EXERCISE AIM:
In the records that follow, find each line with the word "waterfall" and copy it.

⁂

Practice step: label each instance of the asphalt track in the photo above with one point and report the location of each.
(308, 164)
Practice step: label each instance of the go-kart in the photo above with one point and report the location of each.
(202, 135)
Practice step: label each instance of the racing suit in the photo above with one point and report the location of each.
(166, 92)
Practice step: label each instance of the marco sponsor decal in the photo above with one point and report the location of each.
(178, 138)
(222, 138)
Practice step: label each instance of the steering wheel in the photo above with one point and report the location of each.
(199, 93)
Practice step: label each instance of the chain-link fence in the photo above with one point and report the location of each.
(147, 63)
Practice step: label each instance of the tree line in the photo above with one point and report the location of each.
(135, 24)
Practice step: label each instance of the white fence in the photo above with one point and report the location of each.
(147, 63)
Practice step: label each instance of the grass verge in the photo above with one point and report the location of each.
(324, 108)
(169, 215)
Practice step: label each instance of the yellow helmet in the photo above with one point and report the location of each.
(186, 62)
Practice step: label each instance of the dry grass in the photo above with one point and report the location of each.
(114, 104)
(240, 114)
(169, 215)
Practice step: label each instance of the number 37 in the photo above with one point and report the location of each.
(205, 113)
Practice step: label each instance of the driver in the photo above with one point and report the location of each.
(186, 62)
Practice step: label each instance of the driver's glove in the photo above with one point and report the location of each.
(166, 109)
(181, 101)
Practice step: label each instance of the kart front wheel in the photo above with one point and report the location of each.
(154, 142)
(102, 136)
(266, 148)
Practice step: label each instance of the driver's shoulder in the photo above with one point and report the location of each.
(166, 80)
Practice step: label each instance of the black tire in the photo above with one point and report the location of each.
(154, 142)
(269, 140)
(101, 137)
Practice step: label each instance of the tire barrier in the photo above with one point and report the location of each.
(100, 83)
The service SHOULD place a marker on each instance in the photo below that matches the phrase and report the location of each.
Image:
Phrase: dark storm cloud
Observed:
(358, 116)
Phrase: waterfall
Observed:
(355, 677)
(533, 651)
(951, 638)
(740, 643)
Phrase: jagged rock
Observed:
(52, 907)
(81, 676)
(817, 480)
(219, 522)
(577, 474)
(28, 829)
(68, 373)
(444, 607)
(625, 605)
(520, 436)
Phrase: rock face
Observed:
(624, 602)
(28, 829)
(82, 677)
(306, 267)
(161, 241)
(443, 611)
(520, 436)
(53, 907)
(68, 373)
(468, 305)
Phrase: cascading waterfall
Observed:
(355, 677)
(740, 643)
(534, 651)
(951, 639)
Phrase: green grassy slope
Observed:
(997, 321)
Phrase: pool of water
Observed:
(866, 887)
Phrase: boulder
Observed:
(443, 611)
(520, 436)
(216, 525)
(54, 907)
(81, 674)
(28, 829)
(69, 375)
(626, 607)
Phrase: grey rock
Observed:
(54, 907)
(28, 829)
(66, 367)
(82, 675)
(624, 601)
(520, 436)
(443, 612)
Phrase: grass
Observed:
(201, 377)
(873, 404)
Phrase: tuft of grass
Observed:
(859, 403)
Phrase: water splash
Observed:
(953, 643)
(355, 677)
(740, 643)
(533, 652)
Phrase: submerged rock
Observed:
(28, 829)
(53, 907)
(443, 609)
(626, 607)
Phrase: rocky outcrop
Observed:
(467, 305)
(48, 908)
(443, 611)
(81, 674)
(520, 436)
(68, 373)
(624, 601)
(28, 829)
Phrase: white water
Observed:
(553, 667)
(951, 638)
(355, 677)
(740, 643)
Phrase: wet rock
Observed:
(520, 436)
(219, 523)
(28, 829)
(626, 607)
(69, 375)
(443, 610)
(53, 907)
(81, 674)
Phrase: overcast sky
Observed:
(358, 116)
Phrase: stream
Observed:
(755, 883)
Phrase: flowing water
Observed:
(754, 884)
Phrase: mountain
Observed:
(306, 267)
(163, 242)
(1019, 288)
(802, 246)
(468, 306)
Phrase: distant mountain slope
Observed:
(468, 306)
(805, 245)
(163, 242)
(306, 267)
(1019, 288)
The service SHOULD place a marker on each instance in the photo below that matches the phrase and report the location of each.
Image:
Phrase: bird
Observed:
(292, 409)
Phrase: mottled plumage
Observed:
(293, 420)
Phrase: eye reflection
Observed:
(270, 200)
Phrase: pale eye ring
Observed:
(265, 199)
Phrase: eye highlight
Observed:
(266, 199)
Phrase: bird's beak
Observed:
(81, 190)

⁂

TASK OUTPUT:
Phrase: waterfall
Phrase: cascading waterfall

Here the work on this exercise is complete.